## Provided data:
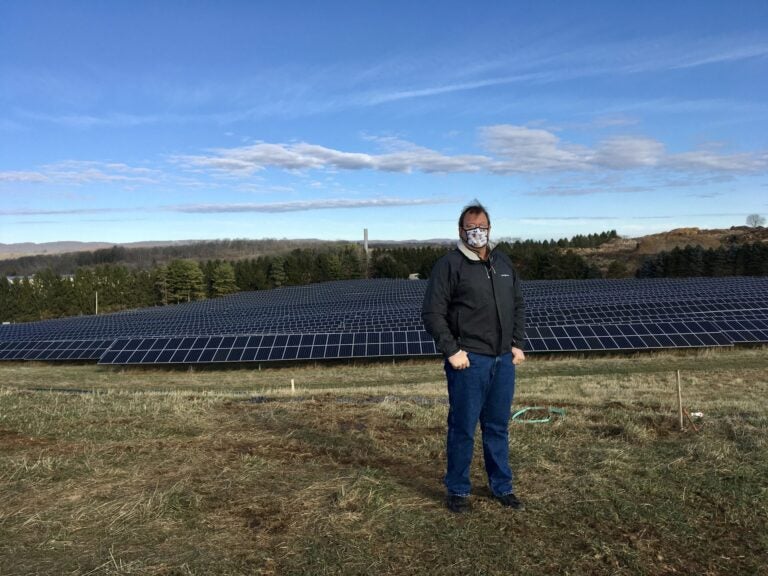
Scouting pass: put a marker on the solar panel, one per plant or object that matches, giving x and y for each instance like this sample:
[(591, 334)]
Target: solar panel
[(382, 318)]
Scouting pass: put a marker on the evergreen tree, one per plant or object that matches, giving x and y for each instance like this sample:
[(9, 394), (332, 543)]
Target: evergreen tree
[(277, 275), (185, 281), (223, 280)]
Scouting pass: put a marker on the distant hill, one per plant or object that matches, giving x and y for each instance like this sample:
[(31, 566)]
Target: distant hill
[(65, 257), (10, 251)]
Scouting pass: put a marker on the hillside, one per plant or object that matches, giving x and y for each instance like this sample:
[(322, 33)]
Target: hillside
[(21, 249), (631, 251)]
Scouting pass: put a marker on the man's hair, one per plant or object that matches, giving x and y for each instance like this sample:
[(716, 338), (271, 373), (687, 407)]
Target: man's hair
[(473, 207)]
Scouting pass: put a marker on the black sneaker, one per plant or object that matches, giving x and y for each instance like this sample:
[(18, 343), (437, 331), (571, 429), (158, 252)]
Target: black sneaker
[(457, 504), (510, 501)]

## What to work on:
Every entry, exactly as written: transcribe it, passing over any pictures.

## The answer:
Scouting pass: put a marker on the solar panel, one per plant or object that matches, giving x and y for each instance like this sample:
[(591, 334)]
Target: solar panel
[(382, 318)]
Scouting pass: put a marker on the evergreen tree, one per plant or object that matches, giving x and y for each instance like this sample:
[(9, 394), (332, 543)]
Target: evergreen tree
[(277, 275), (185, 281), (223, 280)]
Scouting pass: put a marker on the distant hill, one per plant or object that matches, giving x and y for each instance like this sample:
[(31, 566)]
Target: distant hill
[(65, 257), (10, 251)]
Scouting pass: put a marker on the hillside, one per plant or object that matches, giving x and y for each instance like this sample:
[(322, 33)]
Target: hillside
[(21, 249), (631, 251)]
Scouting pass: put a marker on the man's hair, one per plant or object that matches, giving x and y for each instance like this sample:
[(716, 338), (271, 373), (687, 407)]
Target: man's hair
[(473, 207)]
Scouting pass: put a marker on the black sneaker, one per plant or object that matches, giving x and y for each instance like this sample:
[(18, 343), (437, 331), (571, 429), (158, 252)]
Target: black sneaker
[(457, 504), (510, 501)]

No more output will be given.